### Work to complete
Give as a numbered list everything in the material from the line containing "Q: For each instance of the cabinet door" down to the line containing "x=358, y=221", both included, leaving out blank lines.

### Rows
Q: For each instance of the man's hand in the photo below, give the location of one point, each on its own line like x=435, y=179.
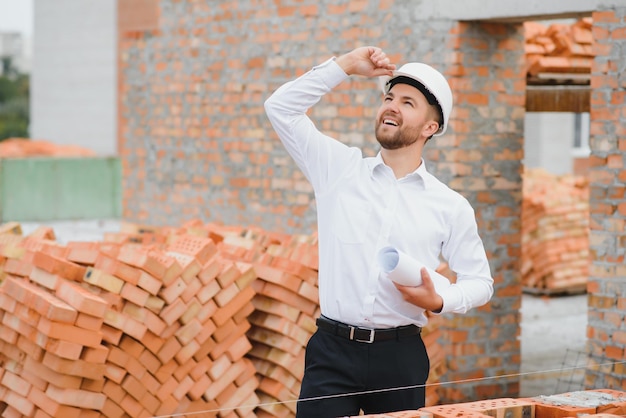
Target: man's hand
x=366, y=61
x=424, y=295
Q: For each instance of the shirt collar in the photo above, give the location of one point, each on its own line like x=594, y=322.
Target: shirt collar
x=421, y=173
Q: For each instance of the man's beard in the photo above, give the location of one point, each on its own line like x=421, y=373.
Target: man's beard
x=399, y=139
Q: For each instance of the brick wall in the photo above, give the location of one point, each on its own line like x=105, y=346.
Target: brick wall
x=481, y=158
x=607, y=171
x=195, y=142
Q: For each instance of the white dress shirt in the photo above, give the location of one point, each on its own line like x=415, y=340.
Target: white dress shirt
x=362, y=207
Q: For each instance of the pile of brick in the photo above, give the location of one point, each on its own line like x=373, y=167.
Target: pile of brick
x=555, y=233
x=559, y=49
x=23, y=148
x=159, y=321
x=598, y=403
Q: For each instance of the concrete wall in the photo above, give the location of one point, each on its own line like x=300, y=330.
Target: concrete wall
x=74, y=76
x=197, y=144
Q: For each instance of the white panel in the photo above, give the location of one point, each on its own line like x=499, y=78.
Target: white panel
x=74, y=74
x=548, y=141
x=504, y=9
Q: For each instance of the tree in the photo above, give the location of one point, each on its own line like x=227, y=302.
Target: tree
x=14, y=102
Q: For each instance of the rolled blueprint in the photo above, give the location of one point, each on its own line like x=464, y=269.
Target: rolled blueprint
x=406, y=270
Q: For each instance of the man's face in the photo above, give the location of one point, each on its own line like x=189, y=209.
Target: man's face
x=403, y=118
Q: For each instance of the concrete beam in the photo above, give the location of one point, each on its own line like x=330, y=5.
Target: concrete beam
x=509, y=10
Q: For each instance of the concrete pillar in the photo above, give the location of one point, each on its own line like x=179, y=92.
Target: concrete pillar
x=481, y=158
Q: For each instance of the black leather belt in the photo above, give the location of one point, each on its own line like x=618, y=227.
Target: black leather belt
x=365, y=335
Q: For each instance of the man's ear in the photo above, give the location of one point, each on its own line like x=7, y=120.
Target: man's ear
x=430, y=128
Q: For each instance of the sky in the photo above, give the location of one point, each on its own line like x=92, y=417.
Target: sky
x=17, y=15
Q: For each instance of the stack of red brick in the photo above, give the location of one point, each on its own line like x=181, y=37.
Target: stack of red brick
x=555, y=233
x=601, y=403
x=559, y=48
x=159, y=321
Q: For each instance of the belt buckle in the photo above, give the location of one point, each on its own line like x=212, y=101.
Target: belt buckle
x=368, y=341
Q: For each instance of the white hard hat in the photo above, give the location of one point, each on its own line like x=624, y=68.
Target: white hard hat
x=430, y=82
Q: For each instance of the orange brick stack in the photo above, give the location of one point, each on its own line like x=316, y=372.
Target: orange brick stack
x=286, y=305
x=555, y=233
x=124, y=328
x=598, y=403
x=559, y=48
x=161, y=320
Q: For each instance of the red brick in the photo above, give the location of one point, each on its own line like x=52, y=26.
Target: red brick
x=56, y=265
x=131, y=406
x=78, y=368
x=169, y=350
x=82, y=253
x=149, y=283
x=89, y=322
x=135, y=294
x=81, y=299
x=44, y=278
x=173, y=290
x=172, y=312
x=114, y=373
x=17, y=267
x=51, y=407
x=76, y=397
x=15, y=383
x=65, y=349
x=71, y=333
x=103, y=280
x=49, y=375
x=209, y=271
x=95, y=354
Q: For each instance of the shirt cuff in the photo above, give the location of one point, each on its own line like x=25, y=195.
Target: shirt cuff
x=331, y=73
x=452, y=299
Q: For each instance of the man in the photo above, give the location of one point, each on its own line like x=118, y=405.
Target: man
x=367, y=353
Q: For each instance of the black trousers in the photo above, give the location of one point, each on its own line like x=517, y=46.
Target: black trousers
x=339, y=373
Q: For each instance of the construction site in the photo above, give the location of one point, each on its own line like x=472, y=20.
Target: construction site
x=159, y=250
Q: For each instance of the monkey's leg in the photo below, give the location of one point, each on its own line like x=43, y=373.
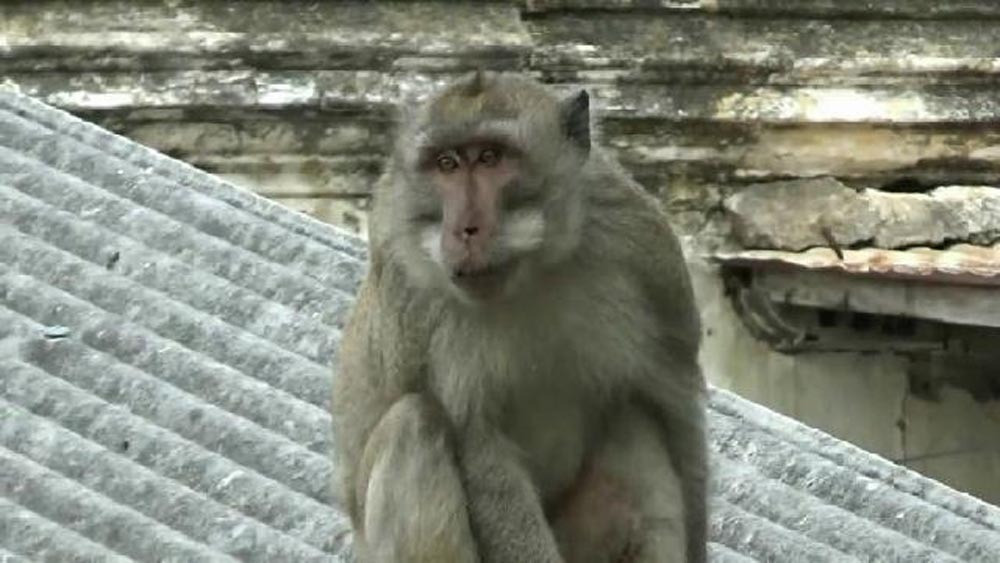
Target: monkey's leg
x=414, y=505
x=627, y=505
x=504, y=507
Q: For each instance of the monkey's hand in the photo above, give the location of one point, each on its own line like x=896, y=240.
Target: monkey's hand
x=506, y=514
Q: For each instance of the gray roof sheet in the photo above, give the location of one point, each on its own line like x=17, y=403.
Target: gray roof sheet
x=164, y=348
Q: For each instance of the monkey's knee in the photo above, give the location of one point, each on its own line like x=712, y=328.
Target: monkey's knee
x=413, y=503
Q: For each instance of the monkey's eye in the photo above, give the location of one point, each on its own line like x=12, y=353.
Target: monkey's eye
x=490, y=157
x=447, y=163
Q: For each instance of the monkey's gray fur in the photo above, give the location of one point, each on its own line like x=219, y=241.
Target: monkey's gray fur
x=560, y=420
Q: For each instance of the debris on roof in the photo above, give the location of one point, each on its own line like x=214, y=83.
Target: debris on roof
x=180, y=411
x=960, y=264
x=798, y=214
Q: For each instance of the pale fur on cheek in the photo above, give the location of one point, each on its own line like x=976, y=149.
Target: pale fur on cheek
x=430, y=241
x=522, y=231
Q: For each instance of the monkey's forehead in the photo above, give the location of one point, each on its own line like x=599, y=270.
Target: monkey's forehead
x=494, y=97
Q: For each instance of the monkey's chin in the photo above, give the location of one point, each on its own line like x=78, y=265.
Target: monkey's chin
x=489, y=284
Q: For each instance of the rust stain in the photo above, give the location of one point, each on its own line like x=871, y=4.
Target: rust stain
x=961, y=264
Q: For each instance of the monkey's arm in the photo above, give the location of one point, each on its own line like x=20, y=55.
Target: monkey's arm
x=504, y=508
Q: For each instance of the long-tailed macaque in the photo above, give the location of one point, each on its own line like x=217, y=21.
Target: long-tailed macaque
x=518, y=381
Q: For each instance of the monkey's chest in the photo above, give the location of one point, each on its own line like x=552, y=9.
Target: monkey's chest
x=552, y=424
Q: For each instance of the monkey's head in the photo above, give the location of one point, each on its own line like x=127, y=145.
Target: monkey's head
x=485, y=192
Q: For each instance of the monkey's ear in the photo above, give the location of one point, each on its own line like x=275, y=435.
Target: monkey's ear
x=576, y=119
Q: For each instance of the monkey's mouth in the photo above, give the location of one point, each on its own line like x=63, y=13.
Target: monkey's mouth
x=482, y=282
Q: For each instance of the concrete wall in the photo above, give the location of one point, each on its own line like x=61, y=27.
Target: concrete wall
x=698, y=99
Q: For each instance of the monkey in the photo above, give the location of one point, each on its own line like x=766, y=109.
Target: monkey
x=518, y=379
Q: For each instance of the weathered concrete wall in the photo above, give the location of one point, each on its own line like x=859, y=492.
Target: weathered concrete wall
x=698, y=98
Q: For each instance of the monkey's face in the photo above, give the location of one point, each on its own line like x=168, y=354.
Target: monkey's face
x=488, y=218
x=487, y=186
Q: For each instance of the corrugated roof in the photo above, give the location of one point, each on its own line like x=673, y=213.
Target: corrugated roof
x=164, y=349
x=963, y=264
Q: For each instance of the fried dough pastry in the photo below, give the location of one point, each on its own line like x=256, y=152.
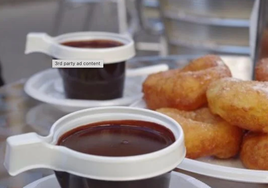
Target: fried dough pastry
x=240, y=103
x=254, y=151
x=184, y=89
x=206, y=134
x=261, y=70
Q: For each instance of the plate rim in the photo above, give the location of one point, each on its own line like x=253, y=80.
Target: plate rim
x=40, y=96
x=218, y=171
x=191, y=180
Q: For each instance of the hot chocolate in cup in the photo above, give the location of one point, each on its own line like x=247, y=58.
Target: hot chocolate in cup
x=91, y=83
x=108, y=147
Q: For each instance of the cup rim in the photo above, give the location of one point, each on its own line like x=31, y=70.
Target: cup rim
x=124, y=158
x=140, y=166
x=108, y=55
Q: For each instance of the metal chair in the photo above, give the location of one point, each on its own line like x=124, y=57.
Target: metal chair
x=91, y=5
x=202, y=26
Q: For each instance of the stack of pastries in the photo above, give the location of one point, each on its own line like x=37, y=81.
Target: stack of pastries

...

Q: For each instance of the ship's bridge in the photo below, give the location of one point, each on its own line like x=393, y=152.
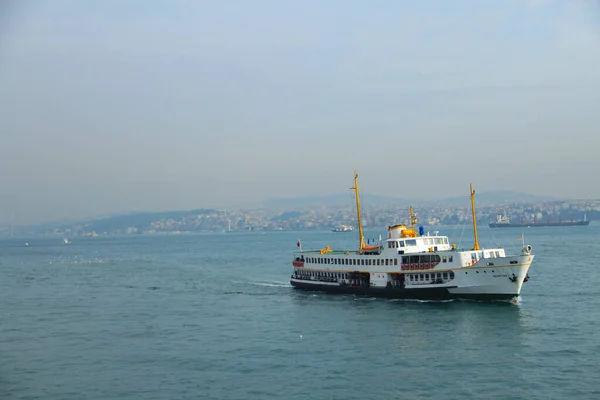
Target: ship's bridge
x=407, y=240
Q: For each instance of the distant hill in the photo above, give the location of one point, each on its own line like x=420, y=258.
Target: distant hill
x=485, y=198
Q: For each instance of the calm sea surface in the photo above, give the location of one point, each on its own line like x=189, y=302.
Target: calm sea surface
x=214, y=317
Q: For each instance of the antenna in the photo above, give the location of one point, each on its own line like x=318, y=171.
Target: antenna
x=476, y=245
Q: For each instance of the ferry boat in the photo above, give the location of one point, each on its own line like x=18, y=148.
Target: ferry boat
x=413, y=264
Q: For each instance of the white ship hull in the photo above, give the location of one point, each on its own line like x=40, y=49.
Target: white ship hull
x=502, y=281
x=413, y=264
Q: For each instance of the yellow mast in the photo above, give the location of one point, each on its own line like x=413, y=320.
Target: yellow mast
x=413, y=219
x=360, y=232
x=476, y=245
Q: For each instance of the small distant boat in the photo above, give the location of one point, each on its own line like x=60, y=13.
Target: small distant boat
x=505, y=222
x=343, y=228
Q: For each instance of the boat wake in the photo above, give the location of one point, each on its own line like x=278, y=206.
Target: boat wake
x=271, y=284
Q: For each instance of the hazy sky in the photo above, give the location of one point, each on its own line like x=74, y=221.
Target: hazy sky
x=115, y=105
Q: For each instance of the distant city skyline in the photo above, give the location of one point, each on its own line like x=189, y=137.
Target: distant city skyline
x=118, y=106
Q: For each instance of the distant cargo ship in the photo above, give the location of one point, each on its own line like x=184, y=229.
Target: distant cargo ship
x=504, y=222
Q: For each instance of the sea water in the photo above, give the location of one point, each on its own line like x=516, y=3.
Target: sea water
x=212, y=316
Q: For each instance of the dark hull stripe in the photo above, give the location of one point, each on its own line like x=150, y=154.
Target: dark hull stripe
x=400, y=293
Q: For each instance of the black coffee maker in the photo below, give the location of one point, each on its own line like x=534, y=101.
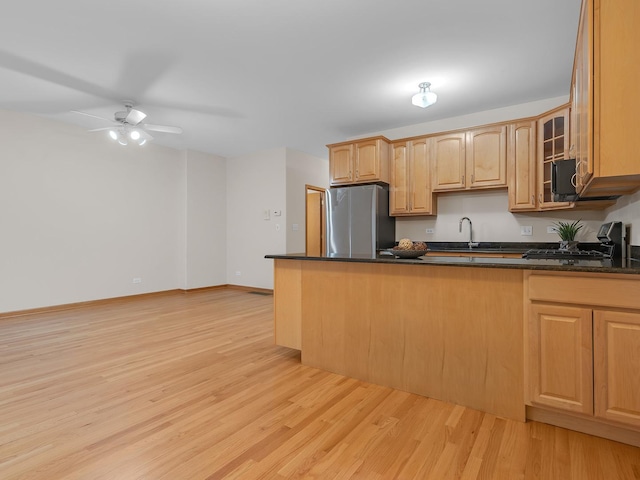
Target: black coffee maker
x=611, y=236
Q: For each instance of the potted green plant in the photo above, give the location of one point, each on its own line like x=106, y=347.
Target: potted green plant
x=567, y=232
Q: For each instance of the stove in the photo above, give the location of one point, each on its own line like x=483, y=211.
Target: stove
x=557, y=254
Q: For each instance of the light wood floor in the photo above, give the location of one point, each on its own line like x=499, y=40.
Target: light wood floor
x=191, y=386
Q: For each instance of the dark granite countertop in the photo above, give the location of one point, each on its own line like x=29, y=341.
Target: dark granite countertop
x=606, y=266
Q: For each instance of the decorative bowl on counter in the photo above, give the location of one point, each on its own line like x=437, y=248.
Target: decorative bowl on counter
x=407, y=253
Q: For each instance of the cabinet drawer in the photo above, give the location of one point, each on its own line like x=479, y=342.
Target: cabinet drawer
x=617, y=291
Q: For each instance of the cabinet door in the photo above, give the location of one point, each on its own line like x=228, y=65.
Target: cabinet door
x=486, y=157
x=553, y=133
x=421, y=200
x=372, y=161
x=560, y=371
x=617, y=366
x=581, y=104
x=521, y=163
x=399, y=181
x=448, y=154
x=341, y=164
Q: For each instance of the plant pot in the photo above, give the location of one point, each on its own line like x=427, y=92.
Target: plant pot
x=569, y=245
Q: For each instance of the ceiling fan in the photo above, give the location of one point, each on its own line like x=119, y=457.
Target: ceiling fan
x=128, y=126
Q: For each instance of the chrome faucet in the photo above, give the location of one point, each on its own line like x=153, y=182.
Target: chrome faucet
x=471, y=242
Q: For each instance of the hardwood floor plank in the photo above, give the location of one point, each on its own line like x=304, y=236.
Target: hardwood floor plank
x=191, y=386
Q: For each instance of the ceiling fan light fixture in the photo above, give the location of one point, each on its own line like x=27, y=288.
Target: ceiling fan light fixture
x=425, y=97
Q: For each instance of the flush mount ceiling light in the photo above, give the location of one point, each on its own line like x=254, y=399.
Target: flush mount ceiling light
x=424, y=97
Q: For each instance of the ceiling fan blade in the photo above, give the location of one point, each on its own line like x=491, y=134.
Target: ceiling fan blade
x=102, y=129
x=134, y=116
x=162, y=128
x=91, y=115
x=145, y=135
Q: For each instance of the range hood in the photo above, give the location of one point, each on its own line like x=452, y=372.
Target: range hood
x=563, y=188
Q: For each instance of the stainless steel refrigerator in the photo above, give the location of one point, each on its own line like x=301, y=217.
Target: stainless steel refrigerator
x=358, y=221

### Response to the task
1. Q: For each instance of the cabinet door in the photo above, give the location of one point, each on its own line like x=228, y=65.
2. Target: cabinet door
3. x=486, y=157
4. x=553, y=133
5. x=421, y=200
6. x=372, y=161
7. x=560, y=371
8. x=617, y=366
9. x=581, y=104
10. x=521, y=163
11. x=399, y=181
12. x=448, y=154
13. x=341, y=164
14. Q: For each instance of the plant pot in the photo above, give the location of one point, each on its own line like x=427, y=92.
15. Target: plant pot
16. x=569, y=245
17. Q: For each instance of the ceiling fan in the photo above, give the location of one point, each on its own line like x=119, y=457.
18. Target: ceiling fan
19. x=128, y=126
20. Q: For each instance of the chrome faucet in the photo above, give the location of one point, each on its own line like x=153, y=182.
21. Target: chrome faucet
22. x=471, y=242
23. Q: For each instance of the hardwood floor plank in the photo above, give the location of one point, each on its own line like x=304, y=236.
24. Target: hardwood floor plank
25. x=191, y=386
26. Q: For each instance of the ceiling fan light fixture in the photo above, give the location of one point, each on its own line like x=27, y=288.
27. Target: ceiling fan light fixture
28. x=425, y=97
29. Q: For each instance of the flush mount ceiling light in the photo above, give the location of one point, each on its own line like x=254, y=399.
30. Target: flush mount ceiling light
31. x=424, y=97
32. Q: For each instance of the ceiling fan blade in the photo above, give the location of one point, each on its own line like x=491, y=134.
33. Target: ceiling fan blade
34. x=102, y=129
35. x=134, y=116
36. x=162, y=128
37. x=91, y=115
38. x=145, y=135
39. Q: For each instance of the range hood in the photo above, give the location of one point, each on its own line like x=452, y=372.
40. Target: range hood
41. x=563, y=188
42. Q: For each instance of the stainless steel refrigerator in the photo above, give the location of one point, each on its own line like x=301, y=217.
43. Target: stainless steel refrigerator
44. x=358, y=221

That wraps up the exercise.